### Exercise brief
Swap "breaking wave" for "crashing wave" throughout the entries below, and leave every other part of them untouched.

### Extracted information
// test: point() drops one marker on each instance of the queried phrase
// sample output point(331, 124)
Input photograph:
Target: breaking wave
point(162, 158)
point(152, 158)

### Full output
// test: point() drops one marker on each instance of the queried phrase
// sample output point(331, 124)
Input photograph:
Target: crashing wave
point(162, 158)
point(152, 158)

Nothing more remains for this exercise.